**Exercise details**
From the entries below, reproduce exactly the line containing "[(57, 126), (11, 20), (91, 27), (33, 61)]", the line containing "For this exercise we mark the crowd", and every line in between, with nothing added.

** Listed records follows **

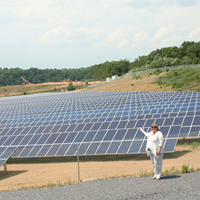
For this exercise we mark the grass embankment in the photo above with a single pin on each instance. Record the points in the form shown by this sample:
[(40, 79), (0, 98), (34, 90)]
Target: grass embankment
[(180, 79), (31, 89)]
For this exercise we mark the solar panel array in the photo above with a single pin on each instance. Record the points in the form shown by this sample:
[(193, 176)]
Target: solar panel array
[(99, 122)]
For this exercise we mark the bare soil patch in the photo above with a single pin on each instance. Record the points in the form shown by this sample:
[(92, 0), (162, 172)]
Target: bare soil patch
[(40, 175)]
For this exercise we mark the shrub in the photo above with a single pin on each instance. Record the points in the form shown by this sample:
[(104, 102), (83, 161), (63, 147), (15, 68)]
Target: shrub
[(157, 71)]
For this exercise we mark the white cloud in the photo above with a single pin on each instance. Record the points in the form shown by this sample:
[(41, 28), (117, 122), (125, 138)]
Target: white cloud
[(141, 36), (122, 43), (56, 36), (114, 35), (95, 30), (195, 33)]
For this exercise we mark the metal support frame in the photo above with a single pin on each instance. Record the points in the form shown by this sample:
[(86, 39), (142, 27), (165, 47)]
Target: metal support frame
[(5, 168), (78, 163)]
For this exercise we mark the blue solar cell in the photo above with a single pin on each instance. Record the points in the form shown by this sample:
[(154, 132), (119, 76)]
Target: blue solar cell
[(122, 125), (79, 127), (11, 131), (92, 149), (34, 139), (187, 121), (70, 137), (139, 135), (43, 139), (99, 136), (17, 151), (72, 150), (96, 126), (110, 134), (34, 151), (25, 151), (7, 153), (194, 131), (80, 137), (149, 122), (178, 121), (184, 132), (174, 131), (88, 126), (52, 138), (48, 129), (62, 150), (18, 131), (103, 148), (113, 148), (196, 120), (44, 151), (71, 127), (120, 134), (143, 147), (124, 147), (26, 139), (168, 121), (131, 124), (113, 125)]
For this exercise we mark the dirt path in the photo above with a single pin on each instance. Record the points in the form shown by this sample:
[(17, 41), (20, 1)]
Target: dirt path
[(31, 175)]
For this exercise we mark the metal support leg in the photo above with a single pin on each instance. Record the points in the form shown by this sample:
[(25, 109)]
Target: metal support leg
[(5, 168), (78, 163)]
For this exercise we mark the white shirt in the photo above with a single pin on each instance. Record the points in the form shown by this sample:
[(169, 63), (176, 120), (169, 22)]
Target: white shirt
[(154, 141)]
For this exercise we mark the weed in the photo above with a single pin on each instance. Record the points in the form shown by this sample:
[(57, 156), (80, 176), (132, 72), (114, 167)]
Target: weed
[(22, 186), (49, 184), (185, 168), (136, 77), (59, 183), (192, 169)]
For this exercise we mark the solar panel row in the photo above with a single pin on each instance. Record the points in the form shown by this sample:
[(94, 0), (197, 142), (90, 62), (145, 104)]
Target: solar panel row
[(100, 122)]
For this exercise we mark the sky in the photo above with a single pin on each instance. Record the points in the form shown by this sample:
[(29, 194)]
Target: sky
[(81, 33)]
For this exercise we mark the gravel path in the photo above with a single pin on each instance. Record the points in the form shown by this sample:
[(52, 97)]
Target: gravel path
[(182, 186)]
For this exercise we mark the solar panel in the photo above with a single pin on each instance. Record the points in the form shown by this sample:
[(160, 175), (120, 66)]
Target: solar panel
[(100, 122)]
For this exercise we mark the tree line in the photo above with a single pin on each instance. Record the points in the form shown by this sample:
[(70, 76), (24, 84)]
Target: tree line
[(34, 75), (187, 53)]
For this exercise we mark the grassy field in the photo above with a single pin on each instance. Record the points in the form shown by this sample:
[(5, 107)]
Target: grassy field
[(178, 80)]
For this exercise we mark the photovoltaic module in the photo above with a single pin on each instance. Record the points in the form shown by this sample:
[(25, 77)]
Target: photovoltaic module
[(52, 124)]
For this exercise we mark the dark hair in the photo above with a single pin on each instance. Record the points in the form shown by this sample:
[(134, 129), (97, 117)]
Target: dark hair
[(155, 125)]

** End of Listed records **
** Listed records follows **

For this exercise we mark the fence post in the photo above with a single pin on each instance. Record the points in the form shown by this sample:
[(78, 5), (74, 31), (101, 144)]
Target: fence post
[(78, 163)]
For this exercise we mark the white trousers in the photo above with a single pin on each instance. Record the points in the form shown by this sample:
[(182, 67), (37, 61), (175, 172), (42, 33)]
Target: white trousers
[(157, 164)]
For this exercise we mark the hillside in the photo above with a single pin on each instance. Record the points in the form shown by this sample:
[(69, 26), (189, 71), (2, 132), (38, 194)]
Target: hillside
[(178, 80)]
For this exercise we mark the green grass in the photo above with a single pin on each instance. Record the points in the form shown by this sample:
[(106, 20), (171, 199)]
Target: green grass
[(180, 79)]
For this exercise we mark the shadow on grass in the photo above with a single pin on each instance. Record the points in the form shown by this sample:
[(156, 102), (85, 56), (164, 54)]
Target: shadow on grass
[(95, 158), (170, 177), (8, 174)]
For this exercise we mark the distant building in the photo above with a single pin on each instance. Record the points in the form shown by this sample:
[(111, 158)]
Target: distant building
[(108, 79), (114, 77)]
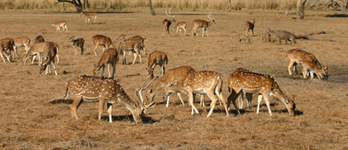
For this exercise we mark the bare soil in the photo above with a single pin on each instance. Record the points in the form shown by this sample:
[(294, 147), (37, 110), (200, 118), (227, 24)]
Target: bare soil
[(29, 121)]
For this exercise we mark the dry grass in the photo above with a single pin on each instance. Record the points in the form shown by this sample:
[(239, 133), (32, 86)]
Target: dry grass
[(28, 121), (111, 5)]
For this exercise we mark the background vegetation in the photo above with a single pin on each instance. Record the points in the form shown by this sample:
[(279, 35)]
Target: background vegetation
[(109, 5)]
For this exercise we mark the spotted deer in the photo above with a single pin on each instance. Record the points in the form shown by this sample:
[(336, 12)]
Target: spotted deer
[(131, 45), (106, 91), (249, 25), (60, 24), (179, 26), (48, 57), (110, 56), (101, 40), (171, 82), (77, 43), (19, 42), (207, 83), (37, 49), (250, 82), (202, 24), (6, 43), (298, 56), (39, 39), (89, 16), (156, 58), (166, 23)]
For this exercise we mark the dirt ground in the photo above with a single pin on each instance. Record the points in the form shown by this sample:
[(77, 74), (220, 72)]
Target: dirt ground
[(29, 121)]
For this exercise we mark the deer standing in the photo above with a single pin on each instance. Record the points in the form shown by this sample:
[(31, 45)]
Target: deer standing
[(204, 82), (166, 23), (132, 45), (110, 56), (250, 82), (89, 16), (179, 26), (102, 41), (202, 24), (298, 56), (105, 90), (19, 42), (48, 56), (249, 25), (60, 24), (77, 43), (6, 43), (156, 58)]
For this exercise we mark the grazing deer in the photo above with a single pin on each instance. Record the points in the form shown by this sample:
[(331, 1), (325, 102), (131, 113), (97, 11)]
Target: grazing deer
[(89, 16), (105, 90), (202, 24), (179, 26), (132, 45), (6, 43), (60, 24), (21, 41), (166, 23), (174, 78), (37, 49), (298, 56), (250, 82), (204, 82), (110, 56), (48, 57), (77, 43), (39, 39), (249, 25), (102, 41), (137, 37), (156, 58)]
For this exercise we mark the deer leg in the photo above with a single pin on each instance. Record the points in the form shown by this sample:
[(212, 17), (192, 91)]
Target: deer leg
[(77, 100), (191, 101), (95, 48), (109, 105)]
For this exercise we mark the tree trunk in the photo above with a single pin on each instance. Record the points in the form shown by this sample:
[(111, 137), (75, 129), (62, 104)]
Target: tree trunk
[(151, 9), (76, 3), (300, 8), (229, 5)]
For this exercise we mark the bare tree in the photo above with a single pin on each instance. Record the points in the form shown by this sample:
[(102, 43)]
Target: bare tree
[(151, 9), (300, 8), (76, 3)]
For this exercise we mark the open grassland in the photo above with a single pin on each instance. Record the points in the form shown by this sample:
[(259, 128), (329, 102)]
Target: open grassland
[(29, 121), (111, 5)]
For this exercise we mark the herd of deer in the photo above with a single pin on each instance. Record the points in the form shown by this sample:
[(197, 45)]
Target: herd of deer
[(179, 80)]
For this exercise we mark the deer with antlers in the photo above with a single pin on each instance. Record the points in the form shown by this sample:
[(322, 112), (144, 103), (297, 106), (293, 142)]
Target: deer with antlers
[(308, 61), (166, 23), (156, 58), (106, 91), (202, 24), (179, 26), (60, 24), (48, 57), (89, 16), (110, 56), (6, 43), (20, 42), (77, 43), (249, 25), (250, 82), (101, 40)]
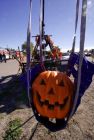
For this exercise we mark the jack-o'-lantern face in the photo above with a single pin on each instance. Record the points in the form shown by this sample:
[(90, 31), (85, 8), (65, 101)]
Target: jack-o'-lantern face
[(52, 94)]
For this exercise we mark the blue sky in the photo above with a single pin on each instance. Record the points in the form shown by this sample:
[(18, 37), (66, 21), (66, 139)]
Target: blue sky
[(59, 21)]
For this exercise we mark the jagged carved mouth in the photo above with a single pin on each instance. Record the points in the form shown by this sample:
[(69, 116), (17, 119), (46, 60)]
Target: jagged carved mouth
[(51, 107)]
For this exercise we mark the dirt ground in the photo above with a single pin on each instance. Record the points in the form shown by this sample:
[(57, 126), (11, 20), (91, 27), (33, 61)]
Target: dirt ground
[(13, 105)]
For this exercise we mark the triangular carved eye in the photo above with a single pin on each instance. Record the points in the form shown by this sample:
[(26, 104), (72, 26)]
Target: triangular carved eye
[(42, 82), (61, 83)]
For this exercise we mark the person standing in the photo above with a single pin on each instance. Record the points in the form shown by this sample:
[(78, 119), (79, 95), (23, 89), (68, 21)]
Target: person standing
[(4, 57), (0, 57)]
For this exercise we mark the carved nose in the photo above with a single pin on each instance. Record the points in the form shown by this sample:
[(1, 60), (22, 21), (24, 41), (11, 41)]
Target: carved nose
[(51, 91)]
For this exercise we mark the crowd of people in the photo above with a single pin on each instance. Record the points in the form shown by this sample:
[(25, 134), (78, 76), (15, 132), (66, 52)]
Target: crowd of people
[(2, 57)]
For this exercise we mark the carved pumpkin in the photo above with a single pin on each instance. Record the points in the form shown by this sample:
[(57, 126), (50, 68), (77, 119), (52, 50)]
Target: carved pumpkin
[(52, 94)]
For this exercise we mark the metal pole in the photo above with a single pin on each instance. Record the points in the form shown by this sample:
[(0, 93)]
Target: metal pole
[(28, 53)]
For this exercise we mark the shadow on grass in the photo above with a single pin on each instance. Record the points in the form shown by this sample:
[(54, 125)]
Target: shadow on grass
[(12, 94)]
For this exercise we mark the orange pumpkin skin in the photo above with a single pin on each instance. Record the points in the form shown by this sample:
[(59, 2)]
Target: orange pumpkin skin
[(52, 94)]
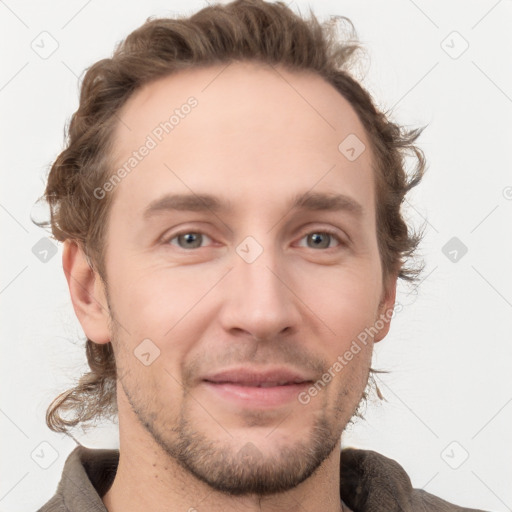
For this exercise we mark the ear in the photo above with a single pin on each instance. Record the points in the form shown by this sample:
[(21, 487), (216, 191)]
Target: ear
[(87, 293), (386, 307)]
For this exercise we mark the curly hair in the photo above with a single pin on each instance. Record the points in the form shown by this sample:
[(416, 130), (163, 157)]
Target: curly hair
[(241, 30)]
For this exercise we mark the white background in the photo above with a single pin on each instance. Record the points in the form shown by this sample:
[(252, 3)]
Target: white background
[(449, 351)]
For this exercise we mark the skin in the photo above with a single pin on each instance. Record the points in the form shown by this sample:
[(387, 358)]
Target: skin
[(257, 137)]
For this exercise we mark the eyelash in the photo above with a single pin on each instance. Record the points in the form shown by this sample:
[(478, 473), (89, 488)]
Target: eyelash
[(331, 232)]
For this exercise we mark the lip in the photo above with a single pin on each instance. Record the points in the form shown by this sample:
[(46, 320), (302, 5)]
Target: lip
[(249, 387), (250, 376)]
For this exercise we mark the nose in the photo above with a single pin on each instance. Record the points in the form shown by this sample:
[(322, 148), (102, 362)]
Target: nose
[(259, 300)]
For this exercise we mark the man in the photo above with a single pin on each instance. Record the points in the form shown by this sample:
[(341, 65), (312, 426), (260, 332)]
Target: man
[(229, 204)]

** End of Listed records **

**Exercise result**
[(57, 126), (11, 20), (91, 27), (33, 61)]
Target: dirt ground
[(13, 105)]
For this exercise we mark the triangular carved eye in the photo above with a single pin on each instance. Record the points in the form shown by this sample:
[(26, 104), (72, 26)]
Target: triangular carved eye
[(42, 82), (61, 83)]
For this exercise we mark the person standing in the photo above with a single pin on each instance. Record the points in the form shown by this sample:
[(78, 119), (79, 95), (23, 89), (68, 21)]
Target: person standing
[(4, 57), (0, 57)]
For this exercise we mark the carved nose in the photo above with a single pin on each instance. Record the points in the form shown by this sample:
[(1, 60), (22, 21), (24, 41), (11, 41)]
Target: carved nose
[(51, 91)]
For this exercise we mark the crowd of people in the photo above with a single pin on each instance. Record the points in the form shown by this sample:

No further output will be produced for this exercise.